Data section:
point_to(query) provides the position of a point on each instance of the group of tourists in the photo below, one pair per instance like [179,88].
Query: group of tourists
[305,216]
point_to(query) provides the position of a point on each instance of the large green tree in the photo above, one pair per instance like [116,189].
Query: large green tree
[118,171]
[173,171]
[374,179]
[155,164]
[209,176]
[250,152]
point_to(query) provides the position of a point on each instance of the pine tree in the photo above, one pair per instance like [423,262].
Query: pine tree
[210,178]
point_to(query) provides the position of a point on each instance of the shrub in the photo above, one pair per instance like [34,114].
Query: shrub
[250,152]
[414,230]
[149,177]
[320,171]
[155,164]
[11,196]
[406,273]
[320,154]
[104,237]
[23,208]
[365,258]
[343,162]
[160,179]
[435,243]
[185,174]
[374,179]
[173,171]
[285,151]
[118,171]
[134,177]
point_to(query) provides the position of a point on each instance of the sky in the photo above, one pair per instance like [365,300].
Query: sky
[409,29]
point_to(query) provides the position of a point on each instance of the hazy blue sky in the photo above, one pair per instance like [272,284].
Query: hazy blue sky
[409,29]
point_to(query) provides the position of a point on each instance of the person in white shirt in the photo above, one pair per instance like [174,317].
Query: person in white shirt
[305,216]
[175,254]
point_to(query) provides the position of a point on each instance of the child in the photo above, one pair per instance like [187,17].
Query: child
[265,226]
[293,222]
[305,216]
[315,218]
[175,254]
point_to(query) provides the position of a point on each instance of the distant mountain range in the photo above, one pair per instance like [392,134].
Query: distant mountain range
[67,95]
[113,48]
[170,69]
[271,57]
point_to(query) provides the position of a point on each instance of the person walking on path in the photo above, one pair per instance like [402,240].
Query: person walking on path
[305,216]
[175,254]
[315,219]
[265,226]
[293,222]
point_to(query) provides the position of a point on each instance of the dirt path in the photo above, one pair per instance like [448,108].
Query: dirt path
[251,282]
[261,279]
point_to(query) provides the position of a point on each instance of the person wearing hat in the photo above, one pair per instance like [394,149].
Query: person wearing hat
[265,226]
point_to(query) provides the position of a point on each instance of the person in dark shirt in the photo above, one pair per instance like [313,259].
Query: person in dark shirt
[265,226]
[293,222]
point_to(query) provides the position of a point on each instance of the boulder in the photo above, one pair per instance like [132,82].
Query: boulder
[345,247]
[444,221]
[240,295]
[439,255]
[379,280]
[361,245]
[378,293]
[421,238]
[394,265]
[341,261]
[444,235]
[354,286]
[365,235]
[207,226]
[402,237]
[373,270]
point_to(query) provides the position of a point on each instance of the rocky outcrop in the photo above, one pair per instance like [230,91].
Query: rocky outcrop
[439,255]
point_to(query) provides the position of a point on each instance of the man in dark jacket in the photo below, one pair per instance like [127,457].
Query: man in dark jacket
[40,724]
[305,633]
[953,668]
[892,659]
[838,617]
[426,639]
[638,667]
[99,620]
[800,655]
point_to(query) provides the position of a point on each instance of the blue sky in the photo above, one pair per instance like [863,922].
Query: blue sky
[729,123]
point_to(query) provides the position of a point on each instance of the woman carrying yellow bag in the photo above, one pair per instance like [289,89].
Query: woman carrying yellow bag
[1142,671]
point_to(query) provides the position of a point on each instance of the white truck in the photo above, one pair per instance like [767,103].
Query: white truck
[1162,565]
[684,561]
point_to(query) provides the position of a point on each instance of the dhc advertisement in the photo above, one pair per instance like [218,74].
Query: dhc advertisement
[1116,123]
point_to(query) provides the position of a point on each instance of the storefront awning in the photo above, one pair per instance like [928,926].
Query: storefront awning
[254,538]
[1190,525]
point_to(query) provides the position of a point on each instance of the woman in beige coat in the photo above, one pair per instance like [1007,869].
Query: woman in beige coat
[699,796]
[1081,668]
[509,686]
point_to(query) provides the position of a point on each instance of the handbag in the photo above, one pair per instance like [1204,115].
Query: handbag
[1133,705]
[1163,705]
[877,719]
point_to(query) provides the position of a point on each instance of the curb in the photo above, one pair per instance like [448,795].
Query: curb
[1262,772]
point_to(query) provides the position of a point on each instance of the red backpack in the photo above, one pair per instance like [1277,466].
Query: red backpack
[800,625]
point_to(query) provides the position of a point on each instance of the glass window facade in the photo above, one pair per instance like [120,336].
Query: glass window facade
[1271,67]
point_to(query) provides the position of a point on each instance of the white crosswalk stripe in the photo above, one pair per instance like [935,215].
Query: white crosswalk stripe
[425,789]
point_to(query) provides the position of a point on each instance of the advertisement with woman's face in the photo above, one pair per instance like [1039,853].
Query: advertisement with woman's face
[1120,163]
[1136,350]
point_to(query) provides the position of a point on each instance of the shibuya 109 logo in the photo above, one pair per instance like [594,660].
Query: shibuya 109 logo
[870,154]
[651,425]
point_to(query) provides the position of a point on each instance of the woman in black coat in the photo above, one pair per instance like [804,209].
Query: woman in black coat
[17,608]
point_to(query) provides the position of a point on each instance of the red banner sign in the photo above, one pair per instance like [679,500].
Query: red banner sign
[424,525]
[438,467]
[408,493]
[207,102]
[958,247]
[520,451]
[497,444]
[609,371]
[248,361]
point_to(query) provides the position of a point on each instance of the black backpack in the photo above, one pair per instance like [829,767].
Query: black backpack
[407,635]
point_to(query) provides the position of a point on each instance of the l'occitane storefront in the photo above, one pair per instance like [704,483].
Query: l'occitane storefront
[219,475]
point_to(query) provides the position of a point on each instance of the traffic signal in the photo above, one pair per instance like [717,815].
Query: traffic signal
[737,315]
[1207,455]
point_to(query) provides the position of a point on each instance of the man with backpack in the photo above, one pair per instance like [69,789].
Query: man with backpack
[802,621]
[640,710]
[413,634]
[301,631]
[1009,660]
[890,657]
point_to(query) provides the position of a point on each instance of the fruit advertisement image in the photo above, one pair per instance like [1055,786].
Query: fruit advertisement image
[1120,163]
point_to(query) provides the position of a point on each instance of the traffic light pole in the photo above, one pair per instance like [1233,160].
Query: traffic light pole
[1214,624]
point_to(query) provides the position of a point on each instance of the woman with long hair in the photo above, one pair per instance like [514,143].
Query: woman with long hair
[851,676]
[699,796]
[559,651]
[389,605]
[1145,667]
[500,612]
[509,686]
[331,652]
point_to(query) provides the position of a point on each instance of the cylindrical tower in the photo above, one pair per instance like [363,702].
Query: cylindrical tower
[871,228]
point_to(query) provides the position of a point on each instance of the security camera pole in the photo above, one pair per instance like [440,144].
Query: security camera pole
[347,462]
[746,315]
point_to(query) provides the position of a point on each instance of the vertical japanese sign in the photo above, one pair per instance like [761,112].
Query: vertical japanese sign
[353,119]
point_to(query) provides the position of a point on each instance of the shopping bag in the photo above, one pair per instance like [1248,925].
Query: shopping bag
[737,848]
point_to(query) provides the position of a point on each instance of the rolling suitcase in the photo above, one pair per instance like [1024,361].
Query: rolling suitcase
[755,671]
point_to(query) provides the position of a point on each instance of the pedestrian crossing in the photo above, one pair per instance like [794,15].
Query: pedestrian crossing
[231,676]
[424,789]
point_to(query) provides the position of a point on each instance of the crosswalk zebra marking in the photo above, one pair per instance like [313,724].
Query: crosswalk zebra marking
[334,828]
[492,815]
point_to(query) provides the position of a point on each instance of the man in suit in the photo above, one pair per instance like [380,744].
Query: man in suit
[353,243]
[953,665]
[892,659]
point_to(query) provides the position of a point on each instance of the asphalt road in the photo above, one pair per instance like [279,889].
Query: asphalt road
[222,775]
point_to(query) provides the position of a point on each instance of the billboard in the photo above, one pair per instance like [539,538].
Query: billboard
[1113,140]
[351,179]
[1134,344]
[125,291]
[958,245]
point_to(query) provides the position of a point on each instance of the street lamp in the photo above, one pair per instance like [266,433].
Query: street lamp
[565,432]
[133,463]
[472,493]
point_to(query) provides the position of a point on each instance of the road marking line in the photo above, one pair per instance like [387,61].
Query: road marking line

Work item:
Within the listing above, extract exactly the lines from the line with "Query: large green tree" to the line with "instance like [34,114].", the two named lines included, and no others.

Answer to this problem:
Query: large green tree
[118,171]
[173,171]
[374,179]
[155,164]
[209,176]
[250,152]
point_to(query) provides the position of a point on each instance of the pine tree in the photo above, one pair per instance like [423,262].
Query: pine tree
[210,178]
point_to(query) provides the position of a point on each instance of the shrub in the photo above, one pair per instance like [34,114].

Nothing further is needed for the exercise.